# [What you need to do]
In the lines below, find the one that contains "Query: fire under cauldron" and write it out exactly, along with every line that follows it.

# [Material provided]

* START *

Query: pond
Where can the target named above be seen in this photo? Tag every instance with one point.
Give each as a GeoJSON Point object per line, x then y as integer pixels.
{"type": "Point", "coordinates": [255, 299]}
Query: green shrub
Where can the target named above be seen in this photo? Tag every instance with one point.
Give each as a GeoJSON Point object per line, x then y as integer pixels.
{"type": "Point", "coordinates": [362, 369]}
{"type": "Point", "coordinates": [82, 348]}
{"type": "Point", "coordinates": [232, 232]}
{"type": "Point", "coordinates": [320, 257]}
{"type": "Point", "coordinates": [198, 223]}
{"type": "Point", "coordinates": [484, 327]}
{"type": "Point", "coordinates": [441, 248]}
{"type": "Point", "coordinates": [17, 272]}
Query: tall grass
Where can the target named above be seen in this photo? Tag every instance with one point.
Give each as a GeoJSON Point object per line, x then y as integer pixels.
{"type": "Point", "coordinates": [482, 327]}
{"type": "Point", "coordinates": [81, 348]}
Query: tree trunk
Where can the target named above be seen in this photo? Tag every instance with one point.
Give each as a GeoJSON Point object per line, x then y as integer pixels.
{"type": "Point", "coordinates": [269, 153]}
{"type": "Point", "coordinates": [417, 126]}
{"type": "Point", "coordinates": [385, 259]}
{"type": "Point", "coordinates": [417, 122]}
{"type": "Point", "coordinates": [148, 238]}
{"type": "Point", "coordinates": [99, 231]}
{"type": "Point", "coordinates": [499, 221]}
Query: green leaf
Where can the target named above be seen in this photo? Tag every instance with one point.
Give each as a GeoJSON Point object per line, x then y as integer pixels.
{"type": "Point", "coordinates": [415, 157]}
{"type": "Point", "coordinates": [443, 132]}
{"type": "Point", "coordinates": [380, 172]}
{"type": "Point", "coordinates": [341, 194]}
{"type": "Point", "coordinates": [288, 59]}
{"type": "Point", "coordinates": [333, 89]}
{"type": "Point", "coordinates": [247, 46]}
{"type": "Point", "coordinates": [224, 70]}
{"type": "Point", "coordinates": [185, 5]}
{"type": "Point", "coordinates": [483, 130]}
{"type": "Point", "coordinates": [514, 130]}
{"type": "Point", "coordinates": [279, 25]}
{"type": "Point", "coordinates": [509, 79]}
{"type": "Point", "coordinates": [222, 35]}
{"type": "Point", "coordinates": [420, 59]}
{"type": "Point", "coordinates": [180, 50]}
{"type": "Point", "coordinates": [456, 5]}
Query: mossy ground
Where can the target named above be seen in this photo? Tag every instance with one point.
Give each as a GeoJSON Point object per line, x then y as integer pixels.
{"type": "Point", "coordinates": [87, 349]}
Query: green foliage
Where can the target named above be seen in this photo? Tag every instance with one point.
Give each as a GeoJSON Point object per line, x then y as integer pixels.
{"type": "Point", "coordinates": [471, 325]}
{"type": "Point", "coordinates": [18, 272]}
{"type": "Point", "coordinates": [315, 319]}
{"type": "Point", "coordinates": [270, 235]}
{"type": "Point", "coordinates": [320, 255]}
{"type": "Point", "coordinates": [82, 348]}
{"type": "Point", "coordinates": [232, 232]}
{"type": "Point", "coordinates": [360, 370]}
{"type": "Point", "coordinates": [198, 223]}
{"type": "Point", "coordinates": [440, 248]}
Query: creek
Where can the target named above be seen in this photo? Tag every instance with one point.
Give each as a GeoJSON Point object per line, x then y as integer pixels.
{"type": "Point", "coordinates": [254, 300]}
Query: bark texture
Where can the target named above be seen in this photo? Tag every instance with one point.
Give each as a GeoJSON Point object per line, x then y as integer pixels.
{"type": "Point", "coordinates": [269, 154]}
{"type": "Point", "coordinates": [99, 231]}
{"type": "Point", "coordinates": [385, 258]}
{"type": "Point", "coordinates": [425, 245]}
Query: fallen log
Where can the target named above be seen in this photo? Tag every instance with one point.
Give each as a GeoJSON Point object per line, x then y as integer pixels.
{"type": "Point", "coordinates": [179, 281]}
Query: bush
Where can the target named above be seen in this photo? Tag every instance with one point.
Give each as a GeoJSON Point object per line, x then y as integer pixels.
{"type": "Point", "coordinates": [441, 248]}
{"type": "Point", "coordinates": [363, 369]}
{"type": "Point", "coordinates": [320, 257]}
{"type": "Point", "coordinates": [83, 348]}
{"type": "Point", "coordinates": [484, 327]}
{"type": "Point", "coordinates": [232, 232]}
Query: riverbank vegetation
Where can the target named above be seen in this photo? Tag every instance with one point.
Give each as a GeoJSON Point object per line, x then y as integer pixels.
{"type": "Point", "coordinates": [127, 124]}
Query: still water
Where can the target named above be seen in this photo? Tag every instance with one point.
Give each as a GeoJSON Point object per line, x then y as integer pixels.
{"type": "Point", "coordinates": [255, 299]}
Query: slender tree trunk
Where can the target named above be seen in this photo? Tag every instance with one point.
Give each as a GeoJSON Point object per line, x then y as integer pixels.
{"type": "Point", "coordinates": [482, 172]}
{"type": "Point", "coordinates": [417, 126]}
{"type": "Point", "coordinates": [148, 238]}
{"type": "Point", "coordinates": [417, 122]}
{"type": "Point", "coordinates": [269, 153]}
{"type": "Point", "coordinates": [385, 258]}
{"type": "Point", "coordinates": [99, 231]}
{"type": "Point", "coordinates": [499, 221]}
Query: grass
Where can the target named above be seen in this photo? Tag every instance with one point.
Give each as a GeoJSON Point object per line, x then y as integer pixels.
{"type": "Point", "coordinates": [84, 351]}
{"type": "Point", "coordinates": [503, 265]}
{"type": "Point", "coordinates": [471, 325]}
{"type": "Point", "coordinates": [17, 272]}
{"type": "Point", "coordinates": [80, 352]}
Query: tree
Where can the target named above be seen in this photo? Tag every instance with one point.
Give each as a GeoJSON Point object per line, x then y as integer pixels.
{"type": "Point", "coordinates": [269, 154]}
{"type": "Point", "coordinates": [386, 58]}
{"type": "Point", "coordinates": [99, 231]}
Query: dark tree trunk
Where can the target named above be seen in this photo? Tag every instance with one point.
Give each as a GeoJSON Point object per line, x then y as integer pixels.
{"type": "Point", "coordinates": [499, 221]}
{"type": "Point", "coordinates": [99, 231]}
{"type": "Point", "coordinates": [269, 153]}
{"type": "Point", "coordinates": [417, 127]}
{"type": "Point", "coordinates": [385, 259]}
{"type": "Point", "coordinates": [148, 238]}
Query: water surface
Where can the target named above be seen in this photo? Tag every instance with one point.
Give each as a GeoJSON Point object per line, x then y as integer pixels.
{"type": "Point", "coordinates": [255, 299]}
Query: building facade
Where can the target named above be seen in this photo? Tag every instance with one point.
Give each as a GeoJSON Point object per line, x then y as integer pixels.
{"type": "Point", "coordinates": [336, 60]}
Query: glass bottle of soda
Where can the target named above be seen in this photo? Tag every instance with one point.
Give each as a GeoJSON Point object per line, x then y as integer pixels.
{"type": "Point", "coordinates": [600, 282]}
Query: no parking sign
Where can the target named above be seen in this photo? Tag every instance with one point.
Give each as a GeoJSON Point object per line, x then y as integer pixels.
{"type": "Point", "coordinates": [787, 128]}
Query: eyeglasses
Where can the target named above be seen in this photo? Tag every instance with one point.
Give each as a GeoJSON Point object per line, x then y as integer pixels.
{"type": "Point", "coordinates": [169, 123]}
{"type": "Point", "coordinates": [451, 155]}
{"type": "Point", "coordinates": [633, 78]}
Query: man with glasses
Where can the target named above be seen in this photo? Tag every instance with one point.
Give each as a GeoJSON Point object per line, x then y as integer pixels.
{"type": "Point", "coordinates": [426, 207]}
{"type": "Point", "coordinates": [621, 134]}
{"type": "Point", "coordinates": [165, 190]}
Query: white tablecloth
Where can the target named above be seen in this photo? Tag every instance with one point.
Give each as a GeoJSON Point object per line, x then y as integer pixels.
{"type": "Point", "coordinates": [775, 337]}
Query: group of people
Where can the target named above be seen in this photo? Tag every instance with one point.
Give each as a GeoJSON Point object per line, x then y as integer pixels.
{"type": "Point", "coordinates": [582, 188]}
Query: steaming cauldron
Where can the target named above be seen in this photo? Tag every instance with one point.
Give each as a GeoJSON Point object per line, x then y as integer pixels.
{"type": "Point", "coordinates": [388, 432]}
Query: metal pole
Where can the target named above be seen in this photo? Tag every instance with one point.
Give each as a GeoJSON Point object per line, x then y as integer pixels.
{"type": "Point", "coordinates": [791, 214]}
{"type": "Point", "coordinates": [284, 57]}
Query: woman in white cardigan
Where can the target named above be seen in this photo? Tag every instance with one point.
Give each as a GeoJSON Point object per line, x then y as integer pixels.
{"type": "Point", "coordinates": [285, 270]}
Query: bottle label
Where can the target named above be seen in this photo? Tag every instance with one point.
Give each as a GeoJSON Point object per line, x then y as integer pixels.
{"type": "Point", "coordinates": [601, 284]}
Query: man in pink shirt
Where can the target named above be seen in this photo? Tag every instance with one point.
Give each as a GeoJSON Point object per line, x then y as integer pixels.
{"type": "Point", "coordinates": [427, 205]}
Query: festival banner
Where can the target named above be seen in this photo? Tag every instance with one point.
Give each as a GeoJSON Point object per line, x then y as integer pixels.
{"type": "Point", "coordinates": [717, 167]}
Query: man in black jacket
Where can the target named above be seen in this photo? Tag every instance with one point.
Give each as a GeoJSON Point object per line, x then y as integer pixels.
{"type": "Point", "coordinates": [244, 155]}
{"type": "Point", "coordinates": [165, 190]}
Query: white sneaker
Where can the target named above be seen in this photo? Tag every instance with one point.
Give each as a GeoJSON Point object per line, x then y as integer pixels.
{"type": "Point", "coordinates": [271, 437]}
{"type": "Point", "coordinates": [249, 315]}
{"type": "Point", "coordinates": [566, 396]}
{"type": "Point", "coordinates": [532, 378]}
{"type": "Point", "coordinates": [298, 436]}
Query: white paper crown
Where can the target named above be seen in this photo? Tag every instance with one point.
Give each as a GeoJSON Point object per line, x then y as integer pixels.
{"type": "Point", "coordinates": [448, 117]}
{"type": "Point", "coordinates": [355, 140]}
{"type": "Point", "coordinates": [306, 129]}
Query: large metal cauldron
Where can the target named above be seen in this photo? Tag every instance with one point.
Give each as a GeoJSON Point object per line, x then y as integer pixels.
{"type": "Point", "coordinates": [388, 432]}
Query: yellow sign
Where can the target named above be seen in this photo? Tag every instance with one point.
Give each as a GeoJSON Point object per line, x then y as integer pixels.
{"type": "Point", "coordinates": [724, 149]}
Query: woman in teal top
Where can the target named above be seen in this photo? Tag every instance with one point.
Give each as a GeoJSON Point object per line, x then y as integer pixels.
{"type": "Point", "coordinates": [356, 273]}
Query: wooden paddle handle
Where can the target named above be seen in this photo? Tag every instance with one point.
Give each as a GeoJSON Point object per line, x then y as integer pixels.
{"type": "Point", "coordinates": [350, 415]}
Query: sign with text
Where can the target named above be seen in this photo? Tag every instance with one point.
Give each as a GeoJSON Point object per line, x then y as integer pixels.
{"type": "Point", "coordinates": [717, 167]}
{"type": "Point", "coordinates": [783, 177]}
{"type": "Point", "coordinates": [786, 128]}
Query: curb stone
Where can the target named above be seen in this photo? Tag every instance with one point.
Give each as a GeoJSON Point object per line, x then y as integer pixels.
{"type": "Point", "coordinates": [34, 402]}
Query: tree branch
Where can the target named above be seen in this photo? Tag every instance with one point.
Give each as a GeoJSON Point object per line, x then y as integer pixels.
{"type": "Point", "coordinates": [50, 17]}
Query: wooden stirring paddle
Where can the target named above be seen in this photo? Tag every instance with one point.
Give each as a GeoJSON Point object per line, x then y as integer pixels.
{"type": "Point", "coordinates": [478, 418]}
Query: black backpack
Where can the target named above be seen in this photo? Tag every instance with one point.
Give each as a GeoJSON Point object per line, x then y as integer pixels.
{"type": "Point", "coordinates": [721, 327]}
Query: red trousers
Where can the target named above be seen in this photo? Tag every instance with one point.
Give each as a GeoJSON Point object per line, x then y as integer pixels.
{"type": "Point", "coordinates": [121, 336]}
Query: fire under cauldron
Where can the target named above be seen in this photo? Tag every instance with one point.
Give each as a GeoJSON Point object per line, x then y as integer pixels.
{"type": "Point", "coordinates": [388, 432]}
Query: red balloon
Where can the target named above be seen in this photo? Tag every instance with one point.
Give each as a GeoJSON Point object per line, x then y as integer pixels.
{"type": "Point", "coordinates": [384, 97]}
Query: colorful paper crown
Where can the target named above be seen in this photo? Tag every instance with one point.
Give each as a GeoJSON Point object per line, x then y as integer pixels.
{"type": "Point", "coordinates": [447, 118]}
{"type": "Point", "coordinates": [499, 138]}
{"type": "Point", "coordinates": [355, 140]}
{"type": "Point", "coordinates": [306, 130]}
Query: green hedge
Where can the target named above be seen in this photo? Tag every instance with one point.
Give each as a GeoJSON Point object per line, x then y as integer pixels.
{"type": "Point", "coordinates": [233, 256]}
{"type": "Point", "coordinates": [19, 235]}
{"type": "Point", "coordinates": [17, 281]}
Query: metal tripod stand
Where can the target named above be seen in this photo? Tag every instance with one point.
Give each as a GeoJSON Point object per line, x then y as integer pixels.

* END *

# [Task result]
Query: fire under cauldron
Where can the target named above be seen in this photo? Tag every instance with one point.
Give each as a GeoJSON Point object per line, x then y as integer pixels.
{"type": "Point", "coordinates": [388, 432]}
Query: red balloon
Where can the target named above be seen in this photo? Tag every instance with one point.
Give each as a GeoJSON Point object per line, x then y as integer pixels.
{"type": "Point", "coordinates": [384, 97]}
Query: colorful paper crown
Where can the target named above be seen in this photo? Tag every instance with one point.
Give each as a GeoJSON Point object per line, x then y as integer pixels.
{"type": "Point", "coordinates": [447, 118]}
{"type": "Point", "coordinates": [499, 138]}
{"type": "Point", "coordinates": [355, 140]}
{"type": "Point", "coordinates": [306, 130]}
Query: green hedge
Where can the target named above be seen in this photo? Tag every instance with one point.
Give each as a GeoJSON Point object per line, x then y as integer pixels.
{"type": "Point", "coordinates": [233, 256]}
{"type": "Point", "coordinates": [19, 235]}
{"type": "Point", "coordinates": [17, 281]}
Query: metal tripod stand
Where can the target named above be seen in this photo? Tag every instance with one point.
Give each as a GeoJSON Point object per line, x then y as integer pixels.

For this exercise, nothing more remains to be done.